Your goal:
Only one portion of the data is to be written out: from the line bearing "sample | (48,55)" through the line bearing "target | wood grain". Write it exactly as it appears.

Records shown:
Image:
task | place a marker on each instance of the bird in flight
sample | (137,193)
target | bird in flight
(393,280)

==

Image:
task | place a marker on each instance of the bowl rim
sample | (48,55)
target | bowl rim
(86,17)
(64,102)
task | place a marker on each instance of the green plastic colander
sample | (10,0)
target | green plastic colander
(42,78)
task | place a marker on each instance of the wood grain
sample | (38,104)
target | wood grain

Exercise response:
sample | (48,55)
target | bowl rim
(86,17)
(64,102)
task | place a marker on each instance of the green plastic colander
sample | (10,0)
target | green plastic colander
(42,78)
task | place a marker on each instance of the wood grain
sample | (38,104)
target | wood grain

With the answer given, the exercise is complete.